■ Exercise instructions: The range starts at the line containing "of the unfurnished" and ends at the last line of the records below. Reproduce those lines exactly.

───── Given entries

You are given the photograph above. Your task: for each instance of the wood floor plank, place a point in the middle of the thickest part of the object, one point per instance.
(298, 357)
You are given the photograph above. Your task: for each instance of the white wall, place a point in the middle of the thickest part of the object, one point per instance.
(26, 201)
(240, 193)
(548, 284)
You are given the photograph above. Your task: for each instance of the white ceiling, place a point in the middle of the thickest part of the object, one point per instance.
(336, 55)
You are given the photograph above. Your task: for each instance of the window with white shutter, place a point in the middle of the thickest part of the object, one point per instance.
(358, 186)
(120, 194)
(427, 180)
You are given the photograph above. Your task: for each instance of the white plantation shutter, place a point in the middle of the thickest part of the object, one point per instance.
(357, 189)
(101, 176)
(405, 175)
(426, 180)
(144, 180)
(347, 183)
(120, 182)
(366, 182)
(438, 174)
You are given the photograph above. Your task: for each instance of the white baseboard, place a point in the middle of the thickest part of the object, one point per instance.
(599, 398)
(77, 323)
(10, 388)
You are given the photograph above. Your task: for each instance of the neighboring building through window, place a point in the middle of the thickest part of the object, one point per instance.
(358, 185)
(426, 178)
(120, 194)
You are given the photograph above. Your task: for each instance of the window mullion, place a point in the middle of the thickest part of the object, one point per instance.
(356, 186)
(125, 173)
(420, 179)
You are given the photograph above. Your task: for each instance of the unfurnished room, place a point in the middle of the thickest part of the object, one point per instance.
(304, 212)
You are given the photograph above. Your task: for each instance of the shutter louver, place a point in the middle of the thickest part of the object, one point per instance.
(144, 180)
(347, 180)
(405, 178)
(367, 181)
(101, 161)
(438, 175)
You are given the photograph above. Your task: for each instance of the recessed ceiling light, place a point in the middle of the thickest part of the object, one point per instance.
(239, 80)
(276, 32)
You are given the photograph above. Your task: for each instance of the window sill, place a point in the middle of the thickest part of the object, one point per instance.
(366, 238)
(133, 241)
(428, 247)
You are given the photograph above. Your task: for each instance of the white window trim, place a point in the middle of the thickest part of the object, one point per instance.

──────────

■ Response to this task:
You are given the photograph above. Your task: for each instance of the unfurnished room, place a point in the middle of the thickest part of the object, one point per instance.
(304, 212)
You are given the photograph above. Your task: for each instance of the shutter louver, place a point in the middle of the thickest part of the object, one point per instance.
(144, 180)
(347, 180)
(405, 178)
(367, 181)
(101, 161)
(438, 175)
You are given the photograph above. Your task: for each instance of the recessed ceiling light, place a point in the middle of the thickest part of the object, one point per instance.
(239, 80)
(276, 32)
You are given the photograph above. Your task: for each instance of the window sill, place a point in the middle of the thickest part of the object, one point per instance.
(366, 238)
(133, 241)
(428, 247)
You are given the photograph above. Your task: for each instance of the white window trim, place a point in the middle of the thickest part of the object, one point per instance.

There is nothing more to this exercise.